- **PAGE EXTRACT**
Part I: All the Batmen

DC | Warner Bros

Exhaustion for Gotham City and its bat-themed caped crusader must exist. Haven't we reached superhero saturation yet? How many Batman movies must society endure until we run out of time to stop climate change?

It's hard to imagine a time before the dark knight brooded rent-free in our collective psyche. Eighty-two years since the first Bat-Man arrived in comic book form, his legend has only grown in the same mythical molasses of Sherlock Holmes or even King Arthur. Perhaps in a thousand years, Human Mythology's most famous tales will include Superman as a poor man's Hercules and Batman as a poor boy's sandbox Odysseus — Gotham being the sandbox.

As the hype machine cogs for director Matt Reeves's Bat-reboot churned online, I, an unapologetic 'bat-nut,' got re-suckered into this ridiculously appealing franchise. That and trailers using Nirvana songs tickled this boy's toilet-bound bat zeal.

- **WRITTEN PROBLEM A**
Copy the Batman excerpt word for word, in its entirety.
- **WRITTEN PROBLEM B**
In the records, repeat verbatim every line from the one containing "In the photo above, where can the dried" up to and including the final line of the records.

- **THE INPUT**

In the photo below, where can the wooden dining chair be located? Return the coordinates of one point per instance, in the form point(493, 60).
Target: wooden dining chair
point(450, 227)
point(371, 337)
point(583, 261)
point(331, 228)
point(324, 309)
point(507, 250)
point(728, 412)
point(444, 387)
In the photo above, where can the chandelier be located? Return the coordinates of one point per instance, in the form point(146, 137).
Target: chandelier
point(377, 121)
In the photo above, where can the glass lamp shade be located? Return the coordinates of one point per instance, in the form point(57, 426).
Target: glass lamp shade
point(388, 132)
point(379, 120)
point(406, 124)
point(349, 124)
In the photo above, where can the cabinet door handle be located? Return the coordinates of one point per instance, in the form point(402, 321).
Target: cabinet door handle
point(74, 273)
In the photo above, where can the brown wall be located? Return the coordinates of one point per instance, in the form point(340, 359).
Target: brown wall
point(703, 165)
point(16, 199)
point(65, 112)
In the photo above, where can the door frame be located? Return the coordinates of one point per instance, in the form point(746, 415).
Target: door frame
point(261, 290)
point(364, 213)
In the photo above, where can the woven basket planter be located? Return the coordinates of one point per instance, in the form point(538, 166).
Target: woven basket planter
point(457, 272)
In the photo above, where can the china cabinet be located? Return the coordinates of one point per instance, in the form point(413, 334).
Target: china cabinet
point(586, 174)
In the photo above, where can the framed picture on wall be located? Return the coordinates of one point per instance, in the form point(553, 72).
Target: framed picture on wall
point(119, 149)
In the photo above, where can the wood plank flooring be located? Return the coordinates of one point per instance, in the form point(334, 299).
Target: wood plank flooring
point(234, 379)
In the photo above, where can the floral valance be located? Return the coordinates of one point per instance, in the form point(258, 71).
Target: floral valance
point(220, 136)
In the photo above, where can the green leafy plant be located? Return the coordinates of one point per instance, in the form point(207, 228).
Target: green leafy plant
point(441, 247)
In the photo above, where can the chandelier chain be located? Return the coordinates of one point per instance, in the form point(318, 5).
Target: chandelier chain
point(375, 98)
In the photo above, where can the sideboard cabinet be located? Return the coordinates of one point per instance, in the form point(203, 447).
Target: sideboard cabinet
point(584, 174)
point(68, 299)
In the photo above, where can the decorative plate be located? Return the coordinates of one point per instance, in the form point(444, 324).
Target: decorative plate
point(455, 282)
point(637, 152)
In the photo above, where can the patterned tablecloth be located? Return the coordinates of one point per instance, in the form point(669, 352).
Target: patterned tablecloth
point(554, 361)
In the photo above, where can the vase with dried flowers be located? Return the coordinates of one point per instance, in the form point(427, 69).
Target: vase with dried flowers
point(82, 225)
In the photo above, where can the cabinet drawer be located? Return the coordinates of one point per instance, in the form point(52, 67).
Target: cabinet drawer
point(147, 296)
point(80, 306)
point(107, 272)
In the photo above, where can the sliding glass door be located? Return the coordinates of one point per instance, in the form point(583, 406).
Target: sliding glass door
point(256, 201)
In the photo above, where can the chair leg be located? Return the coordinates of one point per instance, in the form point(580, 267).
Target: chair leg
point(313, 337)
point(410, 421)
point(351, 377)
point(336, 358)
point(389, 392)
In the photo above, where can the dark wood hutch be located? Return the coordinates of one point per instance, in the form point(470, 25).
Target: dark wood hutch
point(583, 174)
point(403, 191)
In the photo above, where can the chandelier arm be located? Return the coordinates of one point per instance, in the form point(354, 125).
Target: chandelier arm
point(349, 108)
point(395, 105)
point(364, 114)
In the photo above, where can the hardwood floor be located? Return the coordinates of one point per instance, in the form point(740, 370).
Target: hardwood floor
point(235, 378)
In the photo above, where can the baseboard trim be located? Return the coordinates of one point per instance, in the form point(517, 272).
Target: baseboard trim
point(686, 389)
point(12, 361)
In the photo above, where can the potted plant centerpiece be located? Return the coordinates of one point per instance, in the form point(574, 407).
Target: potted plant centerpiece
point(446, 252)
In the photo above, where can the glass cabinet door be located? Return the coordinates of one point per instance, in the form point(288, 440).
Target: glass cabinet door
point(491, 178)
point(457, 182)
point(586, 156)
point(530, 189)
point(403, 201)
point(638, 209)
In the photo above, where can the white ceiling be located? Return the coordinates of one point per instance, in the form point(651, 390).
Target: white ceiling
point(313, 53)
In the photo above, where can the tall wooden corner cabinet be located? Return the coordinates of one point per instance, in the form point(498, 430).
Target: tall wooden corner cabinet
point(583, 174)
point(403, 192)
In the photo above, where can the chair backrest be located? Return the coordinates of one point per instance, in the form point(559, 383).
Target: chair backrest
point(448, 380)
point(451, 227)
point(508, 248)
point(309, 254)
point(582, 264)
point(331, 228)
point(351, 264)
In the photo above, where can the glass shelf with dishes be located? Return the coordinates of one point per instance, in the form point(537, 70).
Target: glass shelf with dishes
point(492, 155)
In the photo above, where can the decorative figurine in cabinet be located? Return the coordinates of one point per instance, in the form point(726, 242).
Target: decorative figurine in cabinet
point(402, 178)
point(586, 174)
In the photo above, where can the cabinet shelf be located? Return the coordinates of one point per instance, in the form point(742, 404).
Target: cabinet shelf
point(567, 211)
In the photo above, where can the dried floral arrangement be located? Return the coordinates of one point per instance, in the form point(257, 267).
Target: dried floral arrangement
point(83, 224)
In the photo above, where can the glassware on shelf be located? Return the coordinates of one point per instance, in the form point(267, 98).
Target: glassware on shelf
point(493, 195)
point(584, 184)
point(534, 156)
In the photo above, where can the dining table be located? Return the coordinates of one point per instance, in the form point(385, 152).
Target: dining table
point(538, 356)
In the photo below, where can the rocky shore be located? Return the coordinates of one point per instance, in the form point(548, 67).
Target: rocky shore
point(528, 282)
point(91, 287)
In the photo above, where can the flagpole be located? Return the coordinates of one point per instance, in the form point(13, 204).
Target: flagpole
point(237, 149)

- **WRITTEN REPLY A**
Part I: All the Batmen

DC | Warner Bros

Exhaustion for Gotham City and its bat-themed caped crusader must exist. Haven't we reached superhero saturation yet? How many Batman movies must society endure until we run out of time to stop climate change?

It's hard to imagine a time before the dark knight brooded rent-free in our collective psyche. Eighty-two years since the first Bat-Man arrived in comic book form, his legend has only grown in the same mythical molasses of Sherlock Holmes or even King Arthur. Perhaps in a thousand years, Human Mythology's most famous tales will include Superman as a poor man's Hercules and Batman as a poor boy's sandbox Odysseus — Gotham being the sandbox.

As the hype machine cogs for director Matt Reeves's Bat-reboot churned online, I, an unapologetic 'bat-nut,' got re-suckered into this ridiculously appealing franchise. That and trailers using Nirvana songs tickled this boy's toilet-bound bat zeal.

- **WRITTEN REPLY B**
In the photo above, where can the dried floral arrangement be located? Return the coordinates of one point per instance, in the form point(257, 267).
Target: dried floral arrangement
point(83, 224)
In the photo above, where can the glassware on shelf be located? Return the coordinates of one point per instance, in the form point(267, 98).
Target: glassware on shelf
point(493, 195)
point(584, 184)
point(534, 156)
In the photo above, where can the dining table be located? Return the coordinates of one point per instance, in the form point(385, 152).
Target: dining table
point(538, 356)
In the photo below, where can the rocky shore be located? Return the coordinates of one point per instance, in the form point(548, 67).
Target: rocky shore
point(528, 282)
point(91, 287)
In the photo above, where can the flagpole be located? Return the coordinates of one point per instance, in the form point(13, 204).
Target: flagpole
point(237, 149)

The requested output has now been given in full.